Future looks bright for Montana’s past

rock art

David Crisp/Last Best News

Archaeologist Larry Loendorf points out rock art that was apparently repainted in the 1950s in a misguided attempt to preserve it. The man on his knees is examining additional art underneath the rock .

RED LODGE ­– Montana has made enormous progress in preserving and interpreting its history in the last 30 years, historian Carroll Van West said here Thursday.

He wasn’t just being nice. He illustrated his point with dozens of slides of Montana buildings and sights that have been preserved or restored over the last three decades. The message was driven home afterward with tours of the Red Lodge cemetery, nearby homesteads, barns and Weatherman Draw, where efforts are going on to preserve Indian art far older than Montana.

It was all part of the Montana Preservation Road Show, four days of talks and tours sponsored by the Montana Preservation Alliance, the U.S. Forest Service, the U.S. Bureau of Land Management and other groups.

━━━━━━━━━━━━━━━━━━━━━━━━━━━━━━

### Instruction A:
In the listing below, starting with the line that contains "Q: Name the bounding box of the white" and going on through the last line of the listing, write those lines out again, including the request lines. Multiply every bounding box coordinate in the answers by 2.55 and round each result to a whole number, with halves rounded up.

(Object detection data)
━━━━━━━━━━━━━━━━━━━━━━━━━━━━━━

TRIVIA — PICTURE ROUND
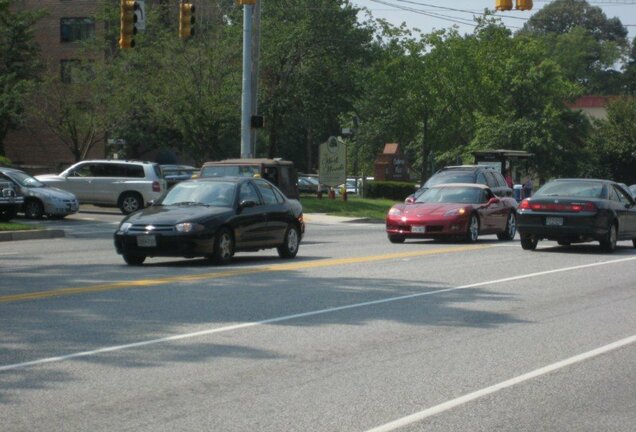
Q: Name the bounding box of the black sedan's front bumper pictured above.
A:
[517,211,609,243]
[114,231,214,258]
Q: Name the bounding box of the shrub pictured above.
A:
[365,181,416,201]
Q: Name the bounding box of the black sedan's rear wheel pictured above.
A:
[599,223,618,253]
[210,228,234,264]
[389,234,404,243]
[124,254,146,265]
[277,225,300,258]
[521,234,539,250]
[497,211,517,240]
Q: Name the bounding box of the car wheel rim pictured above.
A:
[470,216,479,241]
[219,233,232,259]
[508,213,517,239]
[123,197,139,213]
[287,228,298,253]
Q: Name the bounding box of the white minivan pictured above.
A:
[36,160,166,214]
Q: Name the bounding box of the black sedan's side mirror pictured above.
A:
[239,200,256,210]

━━━━━━━━━━━━━━━━━━━━━━━━━━━━━━

### Instruction B:
Carry on the article about preserving Montana's history, above, from the point where it stops.

### Expected answer A:
Q: Name the bounding box of the white minivan pictured above.
A:
[92,408,423,546]
Q: Name the bounding box of the black sedan's side mirror pictured above.
A:
[609,510,653,536]

### Expected answer B:
One interested attendee was Michael Kaczor of the Forest Service, who was there from Washington, D.C., to see how the Red Lodge conference could be used as a national model for similar efforts. Interest in historic preservation has been spreading from big cities to rural areas, he said, as more Americans seek authentic and more peaceful recreational experiences.

West literally wrote the book about preserving Montana history, his 1986 work “A Traveler’s Companion to Montana History.” He teaches now at Middle Tennessee State University.

Nearly all the news about historic preservation has been good since he wrote that 30-year-old book, he said. His extensive slide show is complemented by an even more extensive website with hundreds of Montana photos, www.montanahistoriclandscape.com.

shield bearing

David Crisp/Last Best News

Tour visitors examine a shield-bearing warrior in Weatherman Draw.

“You can bemoan the buildings that have been lost,” he said, “but I’m impressed by how many still remain.”

Every Montana county now has a building that has been listed for historic preservation, with Ekalaka in Carter County the last to get one, he said.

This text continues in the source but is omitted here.